++++ Entries provided ++++

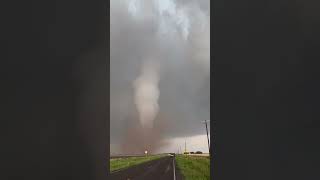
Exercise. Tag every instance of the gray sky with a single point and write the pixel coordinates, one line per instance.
(174, 37)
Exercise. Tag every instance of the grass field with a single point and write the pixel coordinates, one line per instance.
(194, 167)
(121, 163)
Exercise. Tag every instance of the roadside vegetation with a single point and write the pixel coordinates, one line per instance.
(122, 163)
(193, 167)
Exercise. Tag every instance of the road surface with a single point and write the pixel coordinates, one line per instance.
(160, 169)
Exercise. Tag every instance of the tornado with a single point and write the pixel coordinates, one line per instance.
(146, 91)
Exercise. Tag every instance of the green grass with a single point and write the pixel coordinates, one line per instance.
(121, 163)
(194, 168)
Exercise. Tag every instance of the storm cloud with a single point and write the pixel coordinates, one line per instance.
(176, 36)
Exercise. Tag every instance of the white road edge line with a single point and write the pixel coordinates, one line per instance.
(174, 170)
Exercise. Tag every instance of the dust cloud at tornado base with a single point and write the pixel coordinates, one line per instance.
(160, 72)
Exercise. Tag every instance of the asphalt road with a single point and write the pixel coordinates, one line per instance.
(160, 169)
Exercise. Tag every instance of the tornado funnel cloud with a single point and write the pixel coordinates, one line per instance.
(147, 93)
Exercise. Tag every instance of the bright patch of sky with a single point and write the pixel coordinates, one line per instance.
(171, 20)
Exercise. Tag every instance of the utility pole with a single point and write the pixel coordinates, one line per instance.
(205, 122)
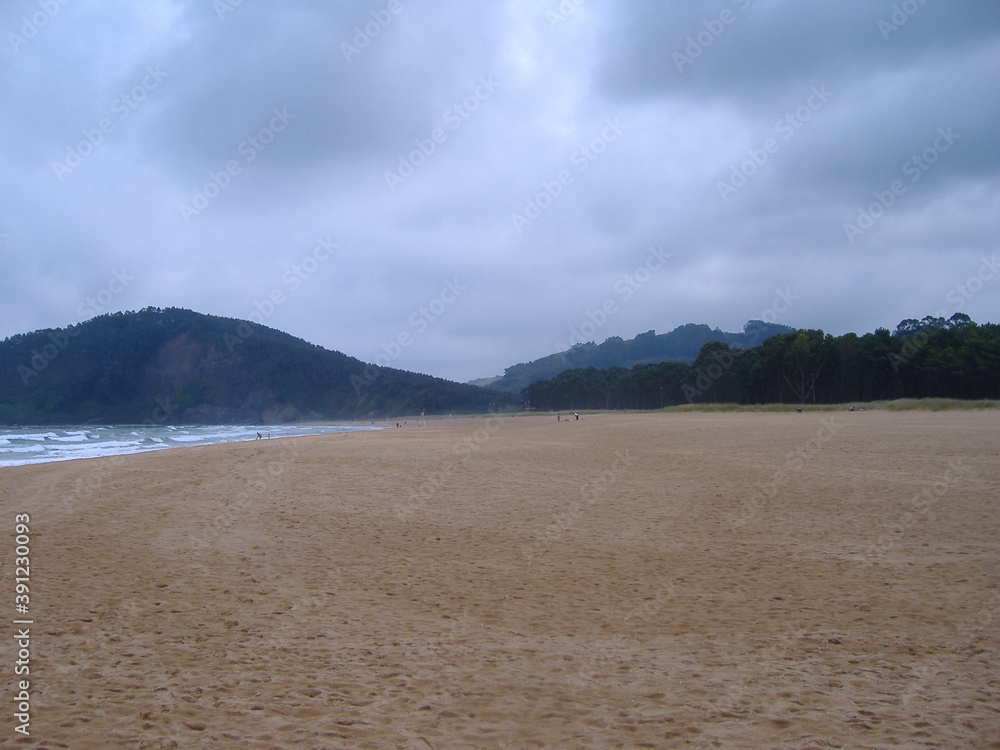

++++

Your goal >>
Show every line from the entries above that contains the string "cloud", copying each one in full. Case counts.

Final result >>
Exercise. Tag every instance of the storm cloud with a single point and write the pixel coordinates, one line per instance.
Exercise. Tag every instance of the dust cloud at tornado base with a single point and write the pixel coordinates, one line per instance.
Exercise. Tag every instance of the tornado funnel cloud with a single point and write the pixel coordinates, one line per instance.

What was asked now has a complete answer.